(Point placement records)

>> START

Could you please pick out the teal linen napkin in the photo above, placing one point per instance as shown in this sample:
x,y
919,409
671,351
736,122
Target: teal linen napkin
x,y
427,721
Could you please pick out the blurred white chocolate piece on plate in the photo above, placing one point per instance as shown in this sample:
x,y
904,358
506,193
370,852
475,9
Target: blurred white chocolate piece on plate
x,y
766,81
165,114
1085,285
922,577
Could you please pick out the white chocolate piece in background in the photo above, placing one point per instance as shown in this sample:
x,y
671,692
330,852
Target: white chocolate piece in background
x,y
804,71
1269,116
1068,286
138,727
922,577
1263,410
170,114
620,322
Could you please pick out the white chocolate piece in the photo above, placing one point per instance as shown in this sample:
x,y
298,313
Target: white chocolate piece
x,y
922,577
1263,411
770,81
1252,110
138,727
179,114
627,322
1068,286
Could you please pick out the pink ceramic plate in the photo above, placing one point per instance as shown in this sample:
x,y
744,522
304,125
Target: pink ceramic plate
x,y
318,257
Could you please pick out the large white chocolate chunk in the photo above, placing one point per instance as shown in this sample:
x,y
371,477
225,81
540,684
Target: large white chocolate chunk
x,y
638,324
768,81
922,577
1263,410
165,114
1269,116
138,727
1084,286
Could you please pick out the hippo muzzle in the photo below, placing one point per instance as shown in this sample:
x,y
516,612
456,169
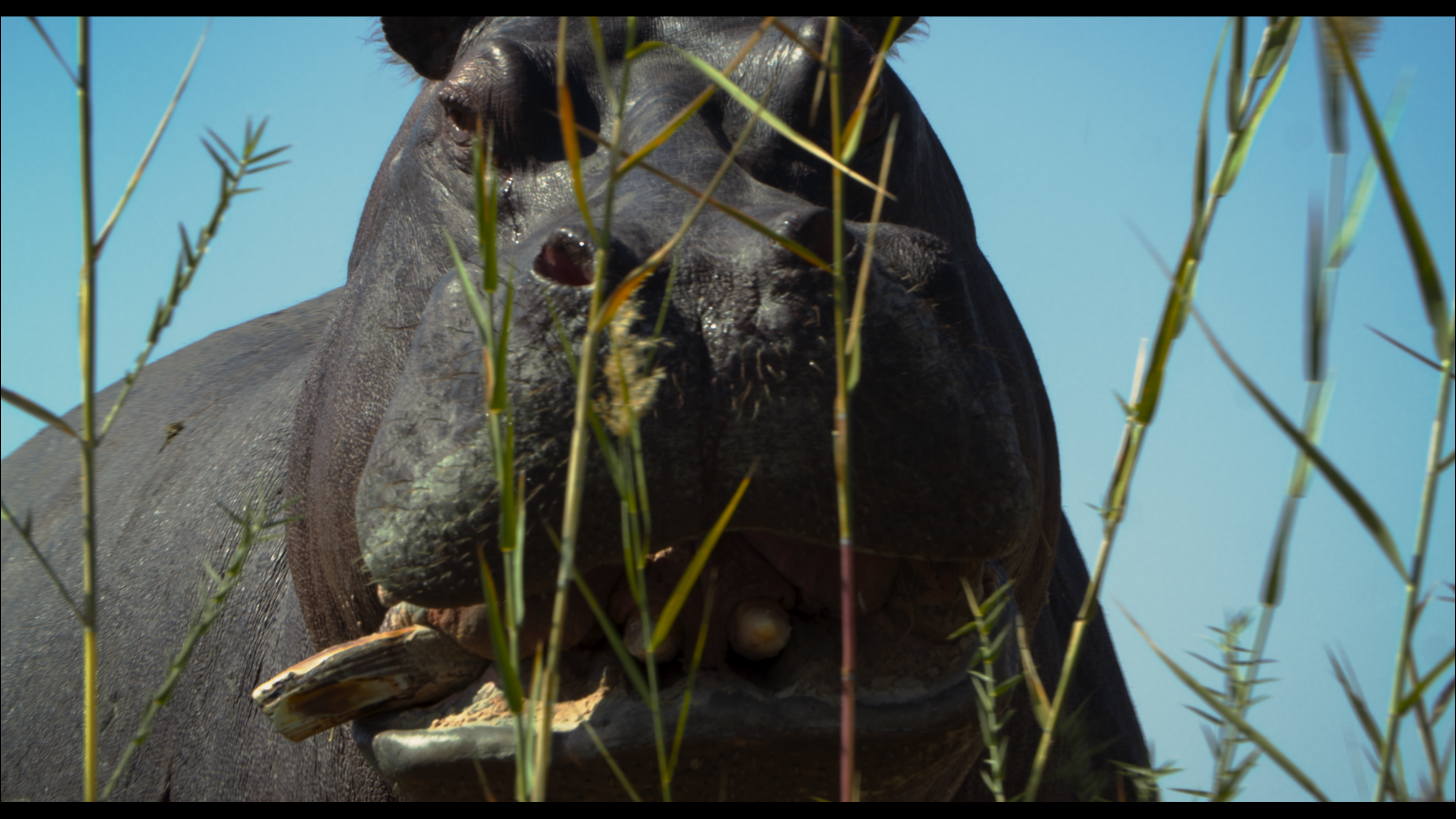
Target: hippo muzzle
x,y
953,466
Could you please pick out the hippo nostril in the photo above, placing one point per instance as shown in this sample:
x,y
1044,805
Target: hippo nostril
x,y
564,260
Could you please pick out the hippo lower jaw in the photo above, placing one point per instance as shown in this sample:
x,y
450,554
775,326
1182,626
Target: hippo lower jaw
x,y
765,729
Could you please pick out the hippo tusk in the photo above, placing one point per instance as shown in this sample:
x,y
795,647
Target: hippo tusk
x,y
759,629
392,669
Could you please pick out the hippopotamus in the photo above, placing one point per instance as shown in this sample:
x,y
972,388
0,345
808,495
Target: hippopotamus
x,y
366,404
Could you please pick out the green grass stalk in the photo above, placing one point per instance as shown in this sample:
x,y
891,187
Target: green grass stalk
x,y
88,441
89,438
1439,315
1246,117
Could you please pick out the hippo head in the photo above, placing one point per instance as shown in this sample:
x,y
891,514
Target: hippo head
x,y
953,460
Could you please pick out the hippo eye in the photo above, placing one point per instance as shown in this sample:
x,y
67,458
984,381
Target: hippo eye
x,y
462,119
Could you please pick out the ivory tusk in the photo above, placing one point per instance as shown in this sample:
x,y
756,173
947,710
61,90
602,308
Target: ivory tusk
x,y
392,669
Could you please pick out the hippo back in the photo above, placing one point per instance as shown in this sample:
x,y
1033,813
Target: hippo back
x,y
159,522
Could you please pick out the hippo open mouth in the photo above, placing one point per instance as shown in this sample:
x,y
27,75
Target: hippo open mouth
x,y
768,691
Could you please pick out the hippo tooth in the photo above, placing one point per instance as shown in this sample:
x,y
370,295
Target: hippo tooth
x,y
392,669
635,643
759,629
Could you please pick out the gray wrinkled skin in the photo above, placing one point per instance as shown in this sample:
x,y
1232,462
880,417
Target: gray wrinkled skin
x,y
367,404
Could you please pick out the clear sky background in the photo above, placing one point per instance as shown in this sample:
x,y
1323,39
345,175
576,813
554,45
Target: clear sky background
x,y
1062,132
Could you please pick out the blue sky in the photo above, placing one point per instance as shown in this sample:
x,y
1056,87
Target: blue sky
x,y
1064,133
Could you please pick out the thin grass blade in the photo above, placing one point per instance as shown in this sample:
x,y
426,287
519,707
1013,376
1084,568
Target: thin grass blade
x,y
1417,356
1229,715
778,125
1353,499
1429,280
705,550
1360,202
1244,140
152,145
857,119
1419,690
36,410
617,770
25,535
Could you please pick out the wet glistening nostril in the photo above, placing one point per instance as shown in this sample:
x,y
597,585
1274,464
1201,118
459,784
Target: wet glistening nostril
x,y
564,260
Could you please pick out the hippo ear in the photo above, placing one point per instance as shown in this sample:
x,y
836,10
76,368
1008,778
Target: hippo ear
x,y
429,44
874,28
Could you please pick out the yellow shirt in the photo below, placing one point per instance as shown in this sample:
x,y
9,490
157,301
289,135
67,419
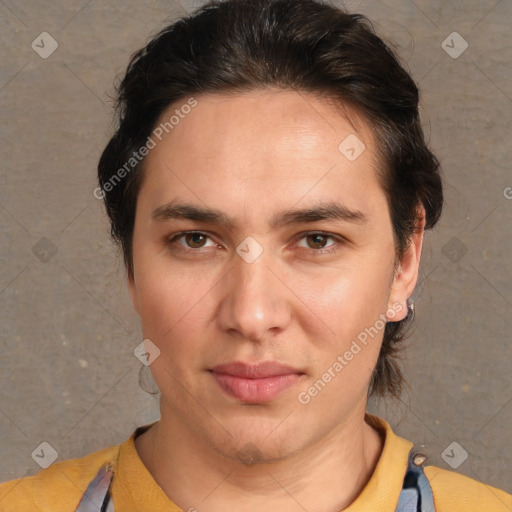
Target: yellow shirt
x,y
59,488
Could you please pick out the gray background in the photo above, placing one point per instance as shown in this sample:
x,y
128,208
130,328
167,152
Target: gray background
x,y
68,375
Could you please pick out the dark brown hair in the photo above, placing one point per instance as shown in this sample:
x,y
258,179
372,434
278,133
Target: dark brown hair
x,y
304,45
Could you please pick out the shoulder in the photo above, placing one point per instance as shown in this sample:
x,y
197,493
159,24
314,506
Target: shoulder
x,y
56,488
453,492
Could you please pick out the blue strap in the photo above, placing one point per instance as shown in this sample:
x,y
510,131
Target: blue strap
x,y
96,497
416,494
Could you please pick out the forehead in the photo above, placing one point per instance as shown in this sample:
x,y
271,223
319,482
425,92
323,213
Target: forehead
x,y
261,148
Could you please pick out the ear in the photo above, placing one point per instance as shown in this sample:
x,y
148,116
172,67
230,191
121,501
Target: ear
x,y
132,289
406,274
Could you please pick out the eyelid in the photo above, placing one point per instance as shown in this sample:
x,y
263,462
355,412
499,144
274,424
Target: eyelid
x,y
339,239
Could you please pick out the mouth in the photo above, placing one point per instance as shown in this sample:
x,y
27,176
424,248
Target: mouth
x,y
255,383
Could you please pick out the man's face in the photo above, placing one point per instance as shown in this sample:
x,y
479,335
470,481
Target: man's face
x,y
299,290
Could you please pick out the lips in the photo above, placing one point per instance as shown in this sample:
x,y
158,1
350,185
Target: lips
x,y
255,383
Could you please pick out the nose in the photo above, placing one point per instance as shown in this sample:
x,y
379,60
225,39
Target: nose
x,y
256,300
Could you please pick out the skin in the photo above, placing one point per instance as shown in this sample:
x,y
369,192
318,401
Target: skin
x,y
251,155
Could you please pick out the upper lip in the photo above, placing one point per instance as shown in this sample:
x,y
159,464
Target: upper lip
x,y
255,371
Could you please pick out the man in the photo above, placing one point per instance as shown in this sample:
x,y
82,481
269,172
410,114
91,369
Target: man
x,y
270,185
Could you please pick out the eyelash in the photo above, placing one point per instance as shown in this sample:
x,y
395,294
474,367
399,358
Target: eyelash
x,y
317,252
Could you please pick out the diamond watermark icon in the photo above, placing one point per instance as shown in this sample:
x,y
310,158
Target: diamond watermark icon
x,y
454,249
454,455
454,45
45,455
250,250
44,45
352,147
146,352
44,249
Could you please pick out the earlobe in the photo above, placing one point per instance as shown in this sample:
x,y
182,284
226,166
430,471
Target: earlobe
x,y
406,274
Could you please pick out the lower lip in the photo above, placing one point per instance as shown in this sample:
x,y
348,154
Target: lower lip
x,y
255,390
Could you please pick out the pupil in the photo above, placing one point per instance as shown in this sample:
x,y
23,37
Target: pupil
x,y
194,237
316,237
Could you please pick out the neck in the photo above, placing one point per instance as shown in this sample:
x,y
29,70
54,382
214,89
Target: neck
x,y
327,475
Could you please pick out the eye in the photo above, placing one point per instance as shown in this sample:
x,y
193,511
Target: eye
x,y
318,241
193,239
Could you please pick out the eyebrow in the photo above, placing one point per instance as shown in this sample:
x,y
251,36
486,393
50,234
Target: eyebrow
x,y
315,213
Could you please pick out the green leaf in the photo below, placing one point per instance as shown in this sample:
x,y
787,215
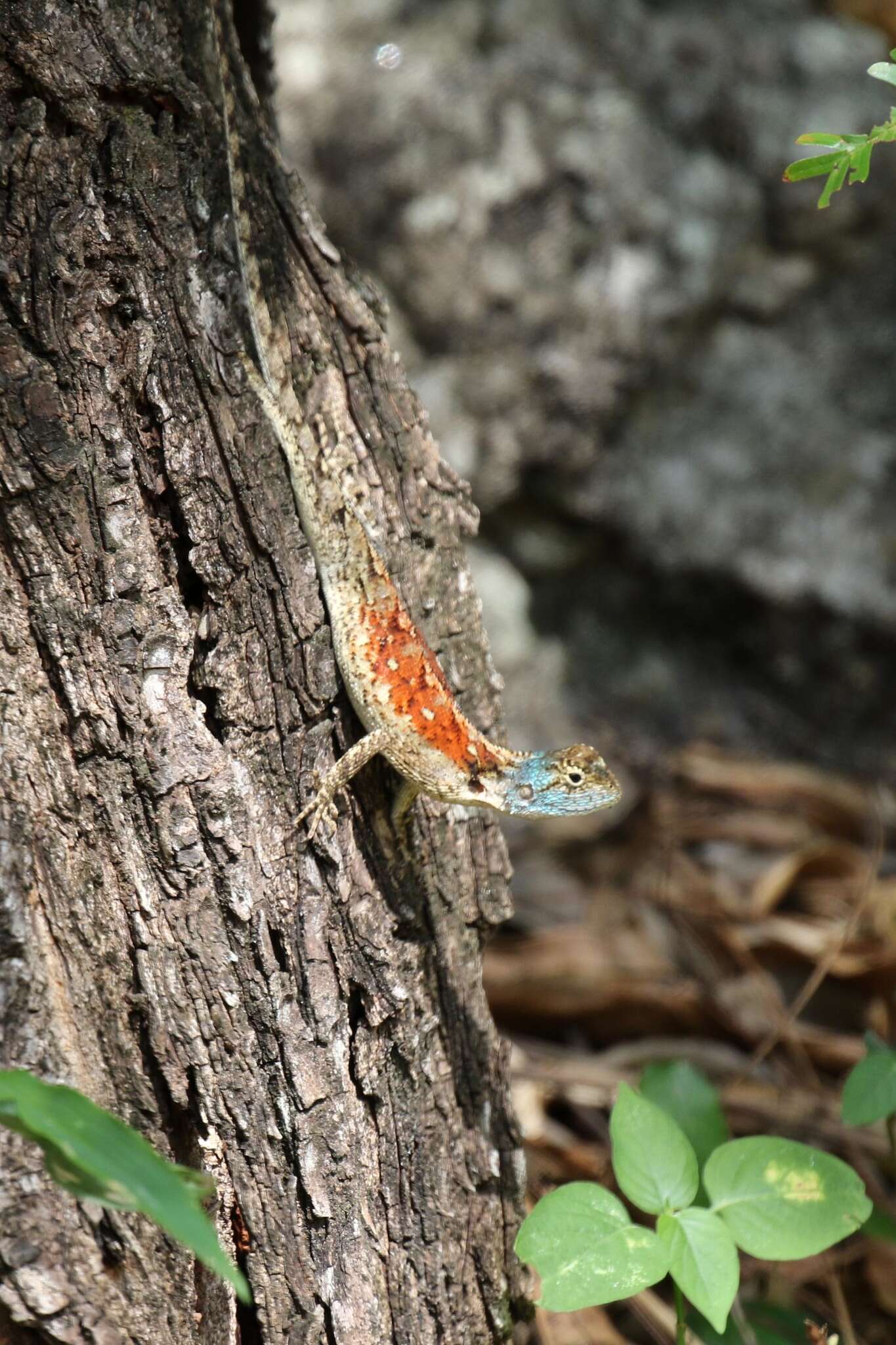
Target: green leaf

>> END

▶ What you have to do:
Copy verbatim the span that opens at the line with "Could you please pick out the eye in" and closes at the final line of the listing. Do not carry over any pictures.

▶ Answer:
Could you please pick out the eye in the photo above, placing one point per instance as shown in this sample:
x,y
193,511
Target: eye
x,y
318,241
193,239
Could you please pick out the eyebrow in the photo above, placing one point per instance as shown in this sample:
x,y
251,36
486,393
50,234
Target: eyebrow
x,y
315,213
Could you please pick out the green leaf in the photo below, placing one point per instance as shown in this sample:
x,y
787,215
Target: green leaf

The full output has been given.